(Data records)
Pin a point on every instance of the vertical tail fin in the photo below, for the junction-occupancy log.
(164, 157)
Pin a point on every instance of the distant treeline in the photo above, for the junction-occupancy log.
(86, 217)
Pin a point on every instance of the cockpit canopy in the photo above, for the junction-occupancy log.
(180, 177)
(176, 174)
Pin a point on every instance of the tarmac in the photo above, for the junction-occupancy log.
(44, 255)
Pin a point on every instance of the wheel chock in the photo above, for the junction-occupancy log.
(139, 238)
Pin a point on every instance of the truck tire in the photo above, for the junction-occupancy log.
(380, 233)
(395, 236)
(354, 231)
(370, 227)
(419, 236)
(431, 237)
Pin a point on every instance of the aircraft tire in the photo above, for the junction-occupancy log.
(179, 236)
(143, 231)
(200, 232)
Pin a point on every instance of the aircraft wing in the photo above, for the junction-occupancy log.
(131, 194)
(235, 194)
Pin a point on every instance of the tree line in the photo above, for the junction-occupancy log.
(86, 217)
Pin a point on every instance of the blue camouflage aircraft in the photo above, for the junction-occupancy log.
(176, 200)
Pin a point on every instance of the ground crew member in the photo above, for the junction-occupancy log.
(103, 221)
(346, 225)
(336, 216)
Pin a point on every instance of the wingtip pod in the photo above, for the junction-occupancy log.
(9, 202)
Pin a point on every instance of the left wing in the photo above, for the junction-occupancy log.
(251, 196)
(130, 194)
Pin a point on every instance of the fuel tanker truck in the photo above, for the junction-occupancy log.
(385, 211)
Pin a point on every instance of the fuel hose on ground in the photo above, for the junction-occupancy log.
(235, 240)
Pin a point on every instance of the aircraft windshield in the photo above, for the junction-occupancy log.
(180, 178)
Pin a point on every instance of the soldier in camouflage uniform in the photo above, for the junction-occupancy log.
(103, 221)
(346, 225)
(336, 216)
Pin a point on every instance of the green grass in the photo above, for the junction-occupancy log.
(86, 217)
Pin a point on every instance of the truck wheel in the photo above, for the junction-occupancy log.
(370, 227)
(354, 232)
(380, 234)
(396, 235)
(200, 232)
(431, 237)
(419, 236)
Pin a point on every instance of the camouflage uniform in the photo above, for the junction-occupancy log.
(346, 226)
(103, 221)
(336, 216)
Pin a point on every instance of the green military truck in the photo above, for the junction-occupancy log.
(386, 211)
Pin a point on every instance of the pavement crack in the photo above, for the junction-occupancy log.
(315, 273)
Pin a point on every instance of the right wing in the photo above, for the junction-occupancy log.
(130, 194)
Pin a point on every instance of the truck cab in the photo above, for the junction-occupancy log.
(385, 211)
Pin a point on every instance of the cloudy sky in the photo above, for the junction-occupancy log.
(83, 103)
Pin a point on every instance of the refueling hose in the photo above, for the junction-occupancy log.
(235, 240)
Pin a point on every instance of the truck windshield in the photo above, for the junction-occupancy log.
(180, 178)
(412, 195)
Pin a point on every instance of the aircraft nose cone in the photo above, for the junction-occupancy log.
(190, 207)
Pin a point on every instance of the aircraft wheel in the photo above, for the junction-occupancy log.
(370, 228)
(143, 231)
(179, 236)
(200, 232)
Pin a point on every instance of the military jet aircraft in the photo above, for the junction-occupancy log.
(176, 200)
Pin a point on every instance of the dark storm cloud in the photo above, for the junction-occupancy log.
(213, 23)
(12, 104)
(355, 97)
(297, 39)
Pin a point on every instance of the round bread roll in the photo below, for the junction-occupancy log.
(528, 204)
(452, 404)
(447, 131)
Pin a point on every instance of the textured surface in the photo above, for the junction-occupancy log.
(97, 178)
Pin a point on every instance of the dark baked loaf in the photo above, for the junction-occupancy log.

- Task objective -
Reproduce the records from the line containing "Pin a point on every instance of the camouflage" through the end of the records, substituting "airplane" for every "aircraft" and changing nothing else.

- Result -
Pin a point on every instance of the camouflage uniform in the photo above, for the junction-occupancy log.
(346, 226)
(103, 221)
(336, 216)
Pin a point on every instance of the green military truck in the photo above, for the junction-occupancy log.
(386, 211)
Pin a point on every instance of the pavement crack in the photo above, for the junction-occupancy log.
(315, 273)
Pin a point on every instance of the right wing in the photo above, for the junction-occupancy log.
(130, 194)
Pin a point on every instance of the truck cab in the photo above, for the junction-occupancy log.
(385, 211)
Pin a point on every instance of the cloudy sky in the photo above, for the junction-occupancy log.
(83, 103)
Pin a point on every instance of the refueling hose in the photo above, for the junction-occupancy log.
(235, 240)
Pin a point on every instance of the truck windshield in the photo above, for the junction-occupancy log.
(180, 178)
(412, 195)
Pin a point on every instance of the airplane nose cone in the photo above, for the junction-occupancy log.
(190, 207)
Pin a point on every instance of the airplane wheel in the photo above, for the junction-occupancy log.
(370, 228)
(143, 231)
(179, 236)
(200, 232)
Pin a point on every instance of the military jet airplane in the photo above, for the junction-occupancy log.
(176, 200)
Pin a point on every instance of the dark storm cloud in the photo above, for the junction-occupancy log.
(213, 23)
(12, 104)
(355, 97)
(297, 39)
Pin a point on every instance of the round bread roll in the photo below, for the junction-occupancy log.
(528, 204)
(452, 404)
(447, 131)
Pin a point on every instance of the textured surface in the photo above, for the junction-occupancy log.
(97, 178)
Pin a point on every instance of the dark baked loaf in the photo above, for the junction-occupancy log.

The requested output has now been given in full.